## Problem requirements:
Render the records from the line with "Draw the outline of every instance of the dark" to the line with "265 100 L 225", both included, as a two-column CSV headed instruction and svg_paths. Give one row per record, with each field in double quotes and line breaks replaced by spaces, and leave out the pictures.

## Input material:
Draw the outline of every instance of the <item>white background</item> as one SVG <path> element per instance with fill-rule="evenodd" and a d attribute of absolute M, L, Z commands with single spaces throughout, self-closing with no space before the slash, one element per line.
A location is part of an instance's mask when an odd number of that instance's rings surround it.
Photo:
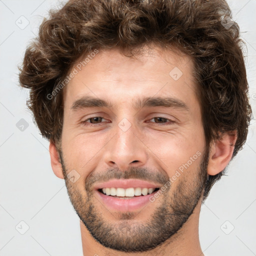
<path fill-rule="evenodd" d="M 256 119 L 256 0 L 228 3 L 247 44 L 250 94 Z M 64 181 L 52 170 L 48 142 L 40 135 L 26 108 L 28 92 L 17 86 L 17 66 L 26 46 L 36 34 L 42 17 L 59 4 L 50 0 L 0 0 L 1 256 L 82 254 L 78 218 Z M 22 16 L 26 18 L 20 18 Z M 26 19 L 30 22 L 24 29 L 16 24 L 17 20 L 20 24 L 21 18 L 24 26 Z M 16 126 L 21 118 L 29 124 L 24 132 Z M 228 176 L 216 184 L 202 206 L 200 240 L 208 256 L 256 255 L 255 120 L 250 130 Z M 25 230 L 22 220 L 29 226 L 24 234 L 16 229 L 18 225 L 19 230 Z M 228 233 L 233 227 L 229 234 L 223 231 Z"/>

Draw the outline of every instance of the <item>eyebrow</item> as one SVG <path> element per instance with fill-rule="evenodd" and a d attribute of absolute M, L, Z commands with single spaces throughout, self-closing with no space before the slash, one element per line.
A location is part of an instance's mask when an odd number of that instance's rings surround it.
<path fill-rule="evenodd" d="M 73 111 L 88 108 L 106 107 L 108 108 L 113 108 L 116 106 L 110 102 L 100 98 L 85 96 L 76 100 L 72 104 L 70 109 Z M 145 107 L 164 106 L 180 108 L 188 111 L 188 107 L 182 100 L 171 97 L 146 97 L 137 99 L 134 101 L 133 107 L 136 110 L 138 110 Z"/>

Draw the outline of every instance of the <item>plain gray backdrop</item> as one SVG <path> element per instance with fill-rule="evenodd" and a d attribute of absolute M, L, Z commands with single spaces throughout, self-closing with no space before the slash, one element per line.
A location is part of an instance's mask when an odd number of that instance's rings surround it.
<path fill-rule="evenodd" d="M 17 86 L 17 66 L 26 46 L 48 10 L 61 2 L 0 0 L 1 256 L 82 255 L 79 218 L 64 181 L 52 170 L 49 143 L 40 135 L 26 108 L 28 92 Z M 228 3 L 247 45 L 250 100 L 256 119 L 256 0 Z M 256 125 L 252 120 L 244 149 L 202 206 L 200 236 L 208 256 L 256 255 Z"/>

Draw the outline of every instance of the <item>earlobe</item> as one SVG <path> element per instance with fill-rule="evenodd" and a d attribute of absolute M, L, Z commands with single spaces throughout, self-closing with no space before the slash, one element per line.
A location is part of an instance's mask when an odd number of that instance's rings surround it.
<path fill-rule="evenodd" d="M 58 152 L 55 144 L 51 141 L 50 141 L 49 146 L 49 152 L 50 152 L 50 164 L 54 172 L 60 178 L 64 178 Z"/>
<path fill-rule="evenodd" d="M 214 176 L 222 172 L 231 160 L 237 139 L 236 132 L 224 134 L 210 146 L 207 173 Z"/>

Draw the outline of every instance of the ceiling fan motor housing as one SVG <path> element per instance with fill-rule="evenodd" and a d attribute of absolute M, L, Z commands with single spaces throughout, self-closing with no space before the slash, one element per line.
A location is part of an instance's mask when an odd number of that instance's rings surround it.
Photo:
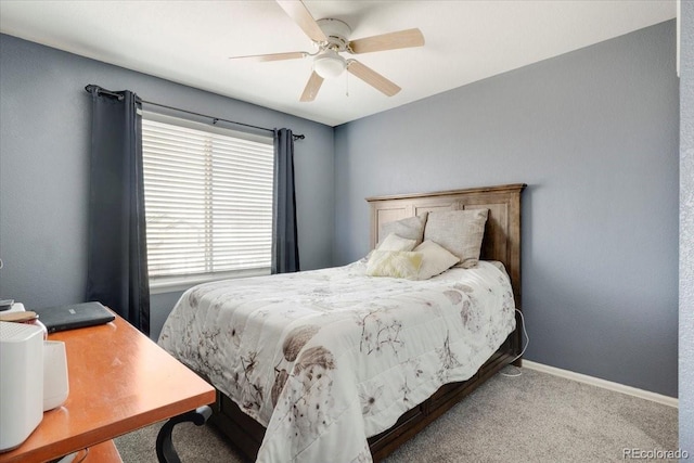
<path fill-rule="evenodd" d="M 351 29 L 339 20 L 325 18 L 317 23 L 327 37 L 327 42 L 317 43 L 320 52 L 313 59 L 313 70 L 325 79 L 337 77 L 347 67 L 347 62 L 338 53 L 347 50 L 347 37 Z"/>
<path fill-rule="evenodd" d="M 349 44 L 347 37 L 351 34 L 351 28 L 347 23 L 333 18 L 318 20 L 317 23 L 323 34 L 325 34 L 325 37 L 327 37 L 325 49 L 337 52 L 347 51 L 347 46 Z"/>

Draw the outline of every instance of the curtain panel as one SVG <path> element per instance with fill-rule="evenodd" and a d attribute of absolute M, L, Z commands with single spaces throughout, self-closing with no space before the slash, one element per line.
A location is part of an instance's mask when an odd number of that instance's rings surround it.
<path fill-rule="evenodd" d="M 87 86 L 91 94 L 87 300 L 150 333 L 142 179 L 141 100 Z"/>
<path fill-rule="evenodd" d="M 299 271 L 299 247 L 294 190 L 294 136 L 274 130 L 274 191 L 271 273 Z"/>

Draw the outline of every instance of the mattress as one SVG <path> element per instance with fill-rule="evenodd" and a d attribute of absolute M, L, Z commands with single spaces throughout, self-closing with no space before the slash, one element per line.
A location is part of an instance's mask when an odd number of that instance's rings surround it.
<path fill-rule="evenodd" d="M 368 437 L 470 378 L 514 329 L 498 262 L 410 281 L 362 260 L 195 286 L 158 343 L 267 427 L 258 461 L 371 461 Z"/>

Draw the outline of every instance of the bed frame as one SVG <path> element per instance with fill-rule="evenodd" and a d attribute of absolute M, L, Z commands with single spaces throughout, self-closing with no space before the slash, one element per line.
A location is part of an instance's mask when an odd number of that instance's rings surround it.
<path fill-rule="evenodd" d="M 503 262 L 511 276 L 516 308 L 520 309 L 520 193 L 525 184 L 368 197 L 371 206 L 371 247 L 378 236 L 381 224 L 413 217 L 425 211 L 489 209 L 481 258 Z M 404 413 L 389 429 L 369 438 L 375 462 L 383 460 L 426 425 L 448 411 L 485 381 L 509 363 L 520 365 L 520 321 L 516 314 L 516 331 L 489 360 L 467 381 L 441 386 L 432 397 Z M 246 415 L 227 396 L 217 391 L 213 422 L 252 461 L 256 460 L 265 427 Z"/>

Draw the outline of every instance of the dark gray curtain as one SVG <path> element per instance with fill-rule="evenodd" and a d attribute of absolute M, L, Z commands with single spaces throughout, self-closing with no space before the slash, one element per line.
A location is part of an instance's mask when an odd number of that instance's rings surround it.
<path fill-rule="evenodd" d="M 91 94 L 87 300 L 150 333 L 141 100 L 87 86 Z"/>
<path fill-rule="evenodd" d="M 272 215 L 272 273 L 299 271 L 294 193 L 294 136 L 274 130 L 274 203 Z"/>

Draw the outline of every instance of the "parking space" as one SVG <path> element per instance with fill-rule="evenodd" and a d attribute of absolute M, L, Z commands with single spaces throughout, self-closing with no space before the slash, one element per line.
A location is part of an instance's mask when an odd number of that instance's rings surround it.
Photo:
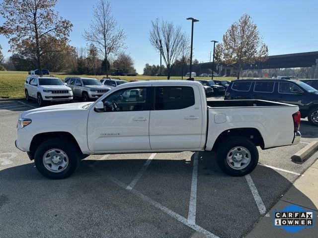
<path fill-rule="evenodd" d="M 209 100 L 216 98 L 223 98 Z M 245 177 L 224 174 L 213 152 L 184 152 L 90 156 L 72 177 L 52 180 L 14 146 L 19 113 L 33 107 L 0 102 L 6 237 L 243 237 L 318 157 L 291 160 L 318 137 L 318 128 L 302 120 L 303 143 L 260 149 L 259 165 Z"/>

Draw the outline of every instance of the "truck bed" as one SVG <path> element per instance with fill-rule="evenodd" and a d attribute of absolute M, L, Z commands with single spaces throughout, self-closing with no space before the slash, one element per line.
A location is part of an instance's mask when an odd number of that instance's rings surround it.
<path fill-rule="evenodd" d="M 265 100 L 225 100 L 207 101 L 210 108 L 237 108 L 246 107 L 293 107 L 293 105 Z"/>

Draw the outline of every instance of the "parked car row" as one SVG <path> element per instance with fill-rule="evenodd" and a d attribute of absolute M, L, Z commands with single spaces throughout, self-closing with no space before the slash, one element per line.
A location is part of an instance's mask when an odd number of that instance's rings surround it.
<path fill-rule="evenodd" d="M 305 83 L 306 82 L 307 83 Z M 262 99 L 297 105 L 302 118 L 318 126 L 318 80 L 243 79 L 232 81 L 224 99 Z"/>
<path fill-rule="evenodd" d="M 37 100 L 42 106 L 52 102 L 72 102 L 75 98 L 86 102 L 97 99 L 111 88 L 125 80 L 103 78 L 100 81 L 95 78 L 82 77 L 67 77 L 64 82 L 53 76 L 28 76 L 24 82 L 26 101 Z"/>

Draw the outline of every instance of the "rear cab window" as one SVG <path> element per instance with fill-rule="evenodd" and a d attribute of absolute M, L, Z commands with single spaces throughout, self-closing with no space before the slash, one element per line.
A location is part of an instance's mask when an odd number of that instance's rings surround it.
<path fill-rule="evenodd" d="M 261 93 L 272 93 L 274 92 L 275 82 L 261 81 L 255 82 L 254 85 L 254 92 Z"/>
<path fill-rule="evenodd" d="M 155 110 L 183 109 L 195 104 L 192 87 L 157 86 L 155 89 Z"/>
<path fill-rule="evenodd" d="M 250 89 L 252 82 L 234 82 L 231 88 L 235 91 L 248 92 Z"/>

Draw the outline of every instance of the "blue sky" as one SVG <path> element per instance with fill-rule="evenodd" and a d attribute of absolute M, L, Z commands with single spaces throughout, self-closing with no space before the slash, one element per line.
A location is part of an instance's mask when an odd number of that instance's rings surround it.
<path fill-rule="evenodd" d="M 97 0 L 59 0 L 56 10 L 74 25 L 70 44 L 85 46 L 82 33 L 91 19 L 92 6 Z M 125 51 L 130 55 L 139 73 L 146 63 L 158 64 L 159 57 L 149 41 L 152 20 L 156 18 L 181 25 L 189 35 L 192 17 L 195 23 L 194 58 L 208 61 L 210 41 L 221 41 L 226 30 L 244 13 L 250 15 L 268 46 L 269 55 L 318 51 L 317 0 L 220 1 L 113 0 L 113 14 L 127 38 Z M 3 19 L 0 17 L 0 24 Z M 2 53 L 10 55 L 7 39 L 0 36 Z"/>

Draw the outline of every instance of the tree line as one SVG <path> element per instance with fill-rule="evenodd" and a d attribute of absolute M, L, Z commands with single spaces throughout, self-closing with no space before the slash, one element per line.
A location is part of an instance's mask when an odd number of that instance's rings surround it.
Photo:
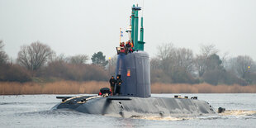
<path fill-rule="evenodd" d="M 159 45 L 158 55 L 150 60 L 151 82 L 256 84 L 256 64 L 251 57 L 220 57 L 214 45 L 201 45 L 200 50 L 194 55 L 192 50 L 171 43 Z"/>
<path fill-rule="evenodd" d="M 86 55 L 56 55 L 47 45 L 39 41 L 22 45 L 16 62 L 8 59 L 0 40 L 0 81 L 107 81 L 109 74 L 105 69 L 108 61 L 102 52 L 94 53 L 91 59 Z"/>
<path fill-rule="evenodd" d="M 106 60 L 102 52 L 65 56 L 57 55 L 51 48 L 39 41 L 22 45 L 15 62 L 8 59 L 0 40 L 0 81 L 107 81 L 115 74 L 116 55 Z M 256 64 L 248 55 L 219 55 L 214 45 L 201 45 L 194 55 L 187 48 L 173 44 L 158 47 L 150 58 L 151 83 L 210 84 L 256 84 Z M 92 64 L 88 64 L 91 59 Z"/>

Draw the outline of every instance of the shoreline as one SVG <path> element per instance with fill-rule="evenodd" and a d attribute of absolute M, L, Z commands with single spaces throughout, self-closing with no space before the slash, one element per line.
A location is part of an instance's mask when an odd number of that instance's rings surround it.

## Written response:
instruction,svg_paths
"Draw the outline of every instance of the dark gray curtain as one SVG <path> element per instance with fill-rule=""evenodd"" and a d attribute of absolute M, L, Z commands with single spaces throughout, self-closing with no space before the slash, one element per line. A location is part of an instance's mask when an odd number of that instance's rings surround it.","<path fill-rule=""evenodd"" d=""M 91 94 L 87 300 L 150 333 L 141 100 L 87 86 Z""/> <path fill-rule=""evenodd"" d=""M 272 215 L 272 273 L 299 271 L 294 193 L 294 136 L 274 130 L 274 203 Z""/>"
"Draw the outline of every instance of the ""parking space"" as one SVG <path> element per instance with fill-rule=""evenodd"" and a d attribute of absolute M, L, Z commands with single spaces throughout, self-closing with no space before the slash, one element per line. A location is part of an instance's mask when an odd number of that instance's rings surround it. Photo:","<path fill-rule=""evenodd"" d=""M 209 100 L 216 98 L 223 98 Z M 245 177 L 224 174 L 213 152 L 184 152 L 90 156 L 72 177 L 52 180 L 14 146 L 19 113 L 33 107 L 0 102 L 6 237 L 243 237 L 318 157 L 291 160 L 318 137 L 318 128 L 302 120 L 303 143 L 260 149 L 259 165 Z""/>"
"Draw the outline of every instance of the ""truck bed"" as one SVG <path> element per instance with fill-rule=""evenodd"" and a d attribute of absolute M, L, Z commands with single spaces throughout, self-closing with no space before the slash, one element per line. A location is part of an instance's mask when an odd number of that instance's rings surround it.","<path fill-rule=""evenodd"" d=""M 265 100 L 225 100 L 207 101 L 210 108 L 237 108 L 246 107 L 293 107 L 293 105 Z""/>"